Exercise instructions: The entries below need to be transcribed verbatim.

..........

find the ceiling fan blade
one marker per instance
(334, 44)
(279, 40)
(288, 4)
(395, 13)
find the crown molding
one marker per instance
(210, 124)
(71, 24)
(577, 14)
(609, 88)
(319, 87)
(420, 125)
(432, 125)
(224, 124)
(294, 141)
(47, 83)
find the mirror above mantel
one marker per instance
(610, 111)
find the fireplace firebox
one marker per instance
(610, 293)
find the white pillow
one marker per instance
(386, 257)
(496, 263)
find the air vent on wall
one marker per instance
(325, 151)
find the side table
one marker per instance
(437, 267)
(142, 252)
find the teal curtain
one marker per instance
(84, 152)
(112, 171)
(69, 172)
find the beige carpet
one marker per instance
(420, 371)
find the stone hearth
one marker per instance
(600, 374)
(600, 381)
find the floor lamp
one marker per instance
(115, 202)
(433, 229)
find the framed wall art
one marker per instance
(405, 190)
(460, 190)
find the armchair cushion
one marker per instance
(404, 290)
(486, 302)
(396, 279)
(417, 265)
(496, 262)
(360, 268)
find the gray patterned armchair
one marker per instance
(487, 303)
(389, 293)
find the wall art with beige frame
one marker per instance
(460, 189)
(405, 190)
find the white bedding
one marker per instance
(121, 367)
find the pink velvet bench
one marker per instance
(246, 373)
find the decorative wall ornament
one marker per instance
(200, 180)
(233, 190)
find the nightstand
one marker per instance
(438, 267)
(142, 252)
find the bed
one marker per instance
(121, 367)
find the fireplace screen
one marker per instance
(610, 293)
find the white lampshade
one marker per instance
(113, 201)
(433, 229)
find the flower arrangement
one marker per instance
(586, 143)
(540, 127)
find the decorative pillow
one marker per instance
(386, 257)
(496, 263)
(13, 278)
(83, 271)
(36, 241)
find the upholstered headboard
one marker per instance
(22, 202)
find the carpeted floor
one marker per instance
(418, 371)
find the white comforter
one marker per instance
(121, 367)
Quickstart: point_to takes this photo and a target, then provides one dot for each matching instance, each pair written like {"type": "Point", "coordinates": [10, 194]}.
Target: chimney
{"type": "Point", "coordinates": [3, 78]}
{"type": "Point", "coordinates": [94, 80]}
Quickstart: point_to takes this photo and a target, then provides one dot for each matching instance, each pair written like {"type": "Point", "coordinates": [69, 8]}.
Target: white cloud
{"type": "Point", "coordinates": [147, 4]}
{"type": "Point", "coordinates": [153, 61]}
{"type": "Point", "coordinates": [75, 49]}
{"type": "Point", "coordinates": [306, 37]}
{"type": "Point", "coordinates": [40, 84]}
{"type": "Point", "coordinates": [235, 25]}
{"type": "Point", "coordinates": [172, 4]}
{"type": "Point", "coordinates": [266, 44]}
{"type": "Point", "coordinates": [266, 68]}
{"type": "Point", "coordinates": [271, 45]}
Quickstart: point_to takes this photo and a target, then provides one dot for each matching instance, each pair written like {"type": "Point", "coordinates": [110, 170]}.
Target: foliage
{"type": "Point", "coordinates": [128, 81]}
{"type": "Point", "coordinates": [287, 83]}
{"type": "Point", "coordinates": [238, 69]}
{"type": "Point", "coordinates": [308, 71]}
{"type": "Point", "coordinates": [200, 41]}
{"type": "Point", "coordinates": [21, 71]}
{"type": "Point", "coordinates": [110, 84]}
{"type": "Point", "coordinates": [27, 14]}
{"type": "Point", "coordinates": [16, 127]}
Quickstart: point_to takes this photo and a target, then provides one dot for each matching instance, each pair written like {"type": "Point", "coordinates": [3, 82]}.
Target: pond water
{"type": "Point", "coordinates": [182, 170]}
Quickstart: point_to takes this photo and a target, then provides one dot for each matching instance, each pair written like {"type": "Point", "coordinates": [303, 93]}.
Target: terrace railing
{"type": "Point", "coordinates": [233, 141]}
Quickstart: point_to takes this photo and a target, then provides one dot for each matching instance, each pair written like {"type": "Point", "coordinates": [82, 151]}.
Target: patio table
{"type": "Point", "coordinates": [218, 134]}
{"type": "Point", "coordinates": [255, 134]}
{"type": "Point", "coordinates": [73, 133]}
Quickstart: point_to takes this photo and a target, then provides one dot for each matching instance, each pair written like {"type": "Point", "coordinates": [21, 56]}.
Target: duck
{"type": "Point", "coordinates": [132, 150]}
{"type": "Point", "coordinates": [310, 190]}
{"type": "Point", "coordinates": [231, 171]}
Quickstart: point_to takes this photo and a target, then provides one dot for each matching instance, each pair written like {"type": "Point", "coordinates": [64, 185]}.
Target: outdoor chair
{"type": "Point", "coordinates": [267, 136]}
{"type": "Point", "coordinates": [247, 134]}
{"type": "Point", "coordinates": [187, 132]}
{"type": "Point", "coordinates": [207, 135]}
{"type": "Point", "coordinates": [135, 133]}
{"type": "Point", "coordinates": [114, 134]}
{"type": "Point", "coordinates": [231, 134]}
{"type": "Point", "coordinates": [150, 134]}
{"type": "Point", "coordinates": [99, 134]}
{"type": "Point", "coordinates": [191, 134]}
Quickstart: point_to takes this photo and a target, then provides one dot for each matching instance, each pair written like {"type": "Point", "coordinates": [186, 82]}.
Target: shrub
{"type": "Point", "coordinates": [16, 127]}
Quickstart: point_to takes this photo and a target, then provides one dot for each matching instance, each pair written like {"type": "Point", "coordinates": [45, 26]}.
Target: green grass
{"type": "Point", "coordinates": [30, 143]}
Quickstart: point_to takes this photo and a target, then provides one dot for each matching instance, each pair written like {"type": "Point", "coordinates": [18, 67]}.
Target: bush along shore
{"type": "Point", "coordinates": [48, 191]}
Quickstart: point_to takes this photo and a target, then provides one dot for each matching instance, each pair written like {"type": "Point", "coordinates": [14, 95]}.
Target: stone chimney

..........

Response to the exercise:
find the ceiling fan blade
one marker per instance
(334, 44)
(279, 40)
(288, 4)
(395, 13)
find the crown molding
one marker per instance
(210, 124)
(71, 24)
(577, 14)
(609, 88)
(319, 87)
(420, 125)
(432, 125)
(224, 124)
(294, 141)
(47, 83)
find the mirror above mantel
one marker per instance
(610, 111)
find the fireplace firebox
one marker per instance
(610, 293)
find the white pillow
one marker per instance
(386, 257)
(496, 263)
find the air vent on wall
one marker per instance
(325, 151)
find the side table
one marker per instance
(437, 267)
(142, 252)
find the teal curtain
one marker per instance
(84, 152)
(112, 171)
(69, 172)
find the beige carpet
one marker per instance
(420, 371)
find the stone hearth
one marker per instance
(600, 374)
(600, 381)
find the floor lamp
one marker per instance
(115, 202)
(433, 229)
find the framed wall art
one marker per instance
(405, 190)
(460, 190)
find the armchair cushion
one marker per instance
(404, 290)
(486, 302)
(396, 279)
(417, 265)
(496, 262)
(360, 268)
find the gray patterned armchair
one marker per instance
(487, 303)
(389, 293)
find the wall art with beige frame
one marker per instance
(460, 189)
(405, 190)
find the white bedding
one marker per instance
(121, 367)
find the pink velvet bench
one marker per instance
(246, 373)
find the decorative wall ornament
one marker per instance
(200, 180)
(233, 190)
find the nightstand
one marker per instance
(438, 267)
(142, 252)
find the bed
one marker per instance
(121, 367)
find the fireplace screen
one marker per instance
(610, 293)
find the white lampshade
one marker per instance
(113, 201)
(433, 229)
find the flower arrangement
one marker per instance
(586, 143)
(540, 127)
find the decorative pillow
one marker per instance
(386, 257)
(496, 263)
(13, 278)
(83, 271)
(36, 241)
find the upholstered headboard
one marker per instance
(22, 202)
find the carpeted floor
one marker per instance
(418, 371)
find the white comforter
one marker per instance
(121, 367)
Quickstart: point_to takes this photo and a target, then provides one dot for each matching instance, each pair written like {"type": "Point", "coordinates": [10, 194]}.
Target: chimney
{"type": "Point", "coordinates": [3, 78]}
{"type": "Point", "coordinates": [94, 80]}
Quickstart: point_to takes this photo and a target, then provides one dot for each matching instance, each pair written like {"type": "Point", "coordinates": [69, 8]}.
Target: white cloud
{"type": "Point", "coordinates": [147, 4]}
{"type": "Point", "coordinates": [153, 61]}
{"type": "Point", "coordinates": [75, 49]}
{"type": "Point", "coordinates": [306, 37]}
{"type": "Point", "coordinates": [40, 84]}
{"type": "Point", "coordinates": [235, 25]}
{"type": "Point", "coordinates": [172, 4]}
{"type": "Point", "coordinates": [266, 44]}
{"type": "Point", "coordinates": [266, 68]}
{"type": "Point", "coordinates": [271, 45]}
Quickstart: point_to takes this photo and a target, then provides one dot for each matching instance, each pair written like {"type": "Point", "coordinates": [110, 170]}.
Target: foliage
{"type": "Point", "coordinates": [128, 81]}
{"type": "Point", "coordinates": [287, 83]}
{"type": "Point", "coordinates": [238, 69]}
{"type": "Point", "coordinates": [308, 71]}
{"type": "Point", "coordinates": [200, 41]}
{"type": "Point", "coordinates": [21, 71]}
{"type": "Point", "coordinates": [110, 84]}
{"type": "Point", "coordinates": [27, 14]}
{"type": "Point", "coordinates": [16, 127]}
Quickstart: point_to takes this photo and a target, then provides one dot for each matching instance, each pair written like {"type": "Point", "coordinates": [3, 82]}.
Target: pond water
{"type": "Point", "coordinates": [182, 170]}
Quickstart: point_to takes this photo and a target, then provides one dot for each matching instance, each pair written like {"type": "Point", "coordinates": [303, 93]}.
Target: terrace railing
{"type": "Point", "coordinates": [233, 141]}
Quickstart: point_to takes this photo and a target, then provides one dot for each matching instance, each pair written like {"type": "Point", "coordinates": [82, 151]}.
Target: patio table
{"type": "Point", "coordinates": [218, 134]}
{"type": "Point", "coordinates": [255, 134]}
{"type": "Point", "coordinates": [73, 133]}
Quickstart: point_to takes this photo and a target, then provides one dot for each matching instance, each pair written like {"type": "Point", "coordinates": [21, 56]}.
Target: duck
{"type": "Point", "coordinates": [132, 150]}
{"type": "Point", "coordinates": [310, 190]}
{"type": "Point", "coordinates": [231, 171]}
Quickstart: point_to takes this photo and a target, then provides one dot for each matching instance, each pair written like {"type": "Point", "coordinates": [64, 185]}.
Target: outdoor chair
{"type": "Point", "coordinates": [267, 136]}
{"type": "Point", "coordinates": [247, 134]}
{"type": "Point", "coordinates": [187, 132]}
{"type": "Point", "coordinates": [207, 135]}
{"type": "Point", "coordinates": [135, 133]}
{"type": "Point", "coordinates": [114, 134]}
{"type": "Point", "coordinates": [231, 134]}
{"type": "Point", "coordinates": [150, 134]}
{"type": "Point", "coordinates": [99, 134]}
{"type": "Point", "coordinates": [191, 134]}
Quickstart: point_to takes this photo and a target, then provides one dot for each matching instance, each pair written like {"type": "Point", "coordinates": [186, 82]}.
Target: shrub
{"type": "Point", "coordinates": [16, 127]}
Quickstart: point_to takes this photo and a target, then provides one dot for each matching instance, each pair written like {"type": "Point", "coordinates": [45, 26]}.
Target: green grass
{"type": "Point", "coordinates": [30, 143]}
Quickstart: point_to takes this photo and a target, then provides one dot for each matching instance, each pair written like {"type": "Point", "coordinates": [18, 67]}.
Target: bush along shore
{"type": "Point", "coordinates": [48, 191]}
Quickstart: point_to takes this photo and a target, then provides one dot for each matching instance, each pair written like {"type": "Point", "coordinates": [14, 95]}.
Target: stone chimney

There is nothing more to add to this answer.